(Records from a collection)
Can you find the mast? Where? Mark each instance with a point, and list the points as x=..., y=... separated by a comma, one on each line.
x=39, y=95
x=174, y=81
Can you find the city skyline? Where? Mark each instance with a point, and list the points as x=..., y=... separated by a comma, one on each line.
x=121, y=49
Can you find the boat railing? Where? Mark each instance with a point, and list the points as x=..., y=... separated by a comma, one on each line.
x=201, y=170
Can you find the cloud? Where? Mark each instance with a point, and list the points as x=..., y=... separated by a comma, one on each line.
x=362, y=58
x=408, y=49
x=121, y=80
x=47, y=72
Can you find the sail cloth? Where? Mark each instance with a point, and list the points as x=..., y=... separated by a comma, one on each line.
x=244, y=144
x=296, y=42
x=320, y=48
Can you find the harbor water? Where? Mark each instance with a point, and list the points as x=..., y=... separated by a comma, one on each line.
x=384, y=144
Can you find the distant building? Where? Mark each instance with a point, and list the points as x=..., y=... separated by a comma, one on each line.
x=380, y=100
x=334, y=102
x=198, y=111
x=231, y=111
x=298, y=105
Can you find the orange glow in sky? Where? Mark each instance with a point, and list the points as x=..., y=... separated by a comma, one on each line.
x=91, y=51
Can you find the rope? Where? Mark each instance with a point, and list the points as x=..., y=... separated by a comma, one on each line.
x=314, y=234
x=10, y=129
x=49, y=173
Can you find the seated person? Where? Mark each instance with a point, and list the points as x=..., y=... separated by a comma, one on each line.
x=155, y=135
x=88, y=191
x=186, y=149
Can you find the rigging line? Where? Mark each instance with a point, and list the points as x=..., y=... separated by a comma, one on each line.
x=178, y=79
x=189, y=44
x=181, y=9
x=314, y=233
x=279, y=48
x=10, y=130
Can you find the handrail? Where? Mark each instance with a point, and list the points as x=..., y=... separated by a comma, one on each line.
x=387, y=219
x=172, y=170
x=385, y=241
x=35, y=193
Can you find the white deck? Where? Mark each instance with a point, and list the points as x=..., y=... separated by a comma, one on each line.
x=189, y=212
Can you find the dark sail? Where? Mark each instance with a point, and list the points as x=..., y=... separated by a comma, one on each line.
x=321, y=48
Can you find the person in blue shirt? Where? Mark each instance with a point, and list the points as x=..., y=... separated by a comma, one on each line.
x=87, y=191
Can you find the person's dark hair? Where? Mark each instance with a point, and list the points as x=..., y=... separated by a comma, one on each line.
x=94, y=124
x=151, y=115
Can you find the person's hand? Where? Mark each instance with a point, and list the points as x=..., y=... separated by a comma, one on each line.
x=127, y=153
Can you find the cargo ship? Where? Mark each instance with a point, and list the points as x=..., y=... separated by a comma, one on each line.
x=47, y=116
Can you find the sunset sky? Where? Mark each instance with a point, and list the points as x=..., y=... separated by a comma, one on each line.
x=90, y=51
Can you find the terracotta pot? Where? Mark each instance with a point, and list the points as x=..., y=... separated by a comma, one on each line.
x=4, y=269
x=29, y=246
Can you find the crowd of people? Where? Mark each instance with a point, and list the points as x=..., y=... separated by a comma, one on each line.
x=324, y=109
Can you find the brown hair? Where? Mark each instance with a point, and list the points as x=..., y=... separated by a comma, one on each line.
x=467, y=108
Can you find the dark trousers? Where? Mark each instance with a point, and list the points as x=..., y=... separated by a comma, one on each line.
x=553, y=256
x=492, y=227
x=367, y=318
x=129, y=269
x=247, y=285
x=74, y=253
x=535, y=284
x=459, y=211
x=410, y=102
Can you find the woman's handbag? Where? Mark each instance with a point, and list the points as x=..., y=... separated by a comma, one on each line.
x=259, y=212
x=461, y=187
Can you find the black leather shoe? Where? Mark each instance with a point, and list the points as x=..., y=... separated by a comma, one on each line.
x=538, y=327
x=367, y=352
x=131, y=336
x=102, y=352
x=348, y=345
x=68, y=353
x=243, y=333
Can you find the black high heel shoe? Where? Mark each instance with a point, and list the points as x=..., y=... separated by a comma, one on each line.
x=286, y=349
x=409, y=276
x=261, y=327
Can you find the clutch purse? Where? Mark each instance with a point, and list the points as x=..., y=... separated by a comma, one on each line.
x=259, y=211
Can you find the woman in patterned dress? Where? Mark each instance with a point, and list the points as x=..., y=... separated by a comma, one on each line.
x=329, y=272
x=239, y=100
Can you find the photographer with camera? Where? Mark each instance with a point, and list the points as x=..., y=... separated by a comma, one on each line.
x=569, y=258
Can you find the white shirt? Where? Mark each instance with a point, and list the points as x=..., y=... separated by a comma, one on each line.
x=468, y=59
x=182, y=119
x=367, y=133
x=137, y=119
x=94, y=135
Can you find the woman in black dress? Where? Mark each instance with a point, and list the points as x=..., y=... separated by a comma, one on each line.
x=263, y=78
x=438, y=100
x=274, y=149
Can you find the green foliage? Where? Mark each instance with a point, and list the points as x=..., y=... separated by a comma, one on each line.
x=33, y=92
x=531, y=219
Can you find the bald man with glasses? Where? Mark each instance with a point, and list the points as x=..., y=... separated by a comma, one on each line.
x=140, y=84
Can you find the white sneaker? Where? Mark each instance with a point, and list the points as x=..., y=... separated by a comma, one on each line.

* **Instructions for the task**
Write out the entries in full, exactly as given.

* **Response box**
Can you find the mast? Where? Mark each instance with a point, and list the points as x=..., y=... separated by a comma, one on each line.
x=39, y=95
x=174, y=81
Can you find the city skyline? Where? Mark each instance with a point, and list the points as x=..., y=... separated by a comma, one on each line.
x=121, y=49
Can you find the boat railing? Where? Mark each instance with a point, and list the points as x=..., y=... separated by a comma, one on each line.
x=201, y=170
Can you find the cloud? Where? Mark each instance with a point, and list the points as x=..., y=... separated by a comma, one on each line.
x=362, y=58
x=408, y=49
x=121, y=80
x=47, y=72
Can you find the sail cloth? Where? Mark each instance with a point, and list the points as x=..., y=... separated by a comma, one on each line.
x=244, y=144
x=296, y=42
x=320, y=48
Can you find the harbor water? Where? Mark each instance with a point, and list the points as x=..., y=... separated by a comma, one on each line.
x=384, y=144
Can you find the distant building? Where? Mark each instance with a point, and list the points as x=..., y=... separated by a comma, one on each line.
x=380, y=100
x=334, y=102
x=198, y=111
x=231, y=111
x=298, y=105
Can you find the orange glow in sky? Where? Mark each instance with a point, and list the points as x=..., y=... separated by a comma, one on each line.
x=91, y=51
Can you find the rope? Where? Mark each instance with a point, and list the points as x=..., y=... separated by a comma, one on each line.
x=314, y=234
x=10, y=129
x=49, y=173
Can you find the seated person? Where? Mark each instance with a point, and list the points as x=..., y=... separated by a comma, one on each line.
x=155, y=135
x=88, y=191
x=186, y=149
Can you find the rigging line? Where? Mark each instance with a point, and list the points as x=..., y=... separated by a comma, one on each line.
x=178, y=79
x=189, y=44
x=181, y=9
x=314, y=233
x=279, y=48
x=10, y=130
Can you find the handrail? Where? Mark each instance with a point, and list the points as x=..., y=... separated by a comma, one on each line.
x=387, y=219
x=172, y=170
x=385, y=241
x=35, y=193
Can you find the white deck? Where? Mark each instance with a point, and list the points as x=..., y=... separated by a comma, one on each line.
x=189, y=212
Can you find the dark sail? Where? Mark each instance with a point, and list the points as x=..., y=... separated by a comma, one on each line.
x=321, y=48
Can you find the person in blue shirt? Where? Mark each instance with a point, and list the points as x=..., y=... separated by a comma, one on each line.
x=87, y=191
Can you find the person's dark hair? Where? Mark each instance with a point, and list the points as x=..., y=... separated by a comma, one on each line.
x=94, y=124
x=151, y=115
Can you find the person's hand? Where? Mark each instance with a point, and list the points as x=..., y=... separated by a comma, one on each line.
x=127, y=153
Can you find the cargo ship? Where? Mark each instance with a point, and list the points as x=..., y=... separated by a comma, one on each line.
x=47, y=116
Can you find the sunset sky? Where? Mark each instance with a point, and list the points as x=..., y=... separated by a comma, one on each line.
x=90, y=51
Can you find the terracotta pot? Where? Mark each instance with a point, and list the points as x=..., y=... separated by a comma, one on each line.
x=4, y=269
x=29, y=246
Can you find the crowd of people? Where? Mark each instance with a point, and list the points as x=..., y=... separated by a comma, one on each line.
x=324, y=109
Can you find the brown hair? Where? Mark each instance with a point, and list the points as x=..., y=... separated by a comma, one on each line.
x=467, y=108
Can you find the dark trousers? Where? Mark each instance with a point, and list the points as x=..., y=... separated by a comma, one on each line.
x=553, y=256
x=492, y=227
x=367, y=318
x=129, y=269
x=247, y=285
x=74, y=253
x=535, y=284
x=459, y=211
x=410, y=102
Can you find the woman's handbag? Where? Mark each instance with a point, and list the points as x=..., y=... separated by a comma, one on each line.
x=259, y=212
x=461, y=187
Can you find the black leather shoe? Where? Mark each instance with a point, and list the points as x=..., y=... separated by a comma, one on each line.
x=538, y=327
x=367, y=352
x=131, y=336
x=102, y=352
x=348, y=345
x=68, y=353
x=243, y=333
Can you find the black high heel shoe? Where? Mark each instance with a point, and list the points as x=..., y=... separated by a comma, one on each line.
x=286, y=349
x=409, y=276
x=261, y=327
Can you find the clutch purse? Where? Mark each instance with a point, and list the points as x=..., y=... separated by a comma, one on each line.
x=259, y=211
Can you find the woman in patterned dress? Where? Mark each instance with a point, and list the points as x=..., y=... separated by a comma, one on each line.
x=329, y=272
x=239, y=100
Can you find the photographer with camera? Where? Mark each instance with a point, and list the points as x=..., y=... separated by a comma, one on each line.
x=569, y=258
Can you find the white shirt? Where? Mark each instance with a point, and list the points as x=..., y=... separated by a comma, one on each line.
x=468, y=59
x=182, y=119
x=367, y=133
x=137, y=119
x=94, y=135
Can you find the woman in black dress? Where? Mark each instance with a point, and list the points as x=..., y=... separated by a comma, one on each line.
x=263, y=78
x=438, y=100
x=274, y=149
Can you find the green foliage? Where? Mark each instance with a point, and list the points as x=..., y=... separated by a comma, one on each line.
x=33, y=92
x=531, y=219
Can you find the bald man with glasses? Where? Mark each instance with a point, and list the points as x=..., y=... separated by a comma, one on each line.
x=140, y=84
Can you find the white sneaker? Where? Mark each instance with a point, and list the points as x=..., y=... separated by a comma, one on each line.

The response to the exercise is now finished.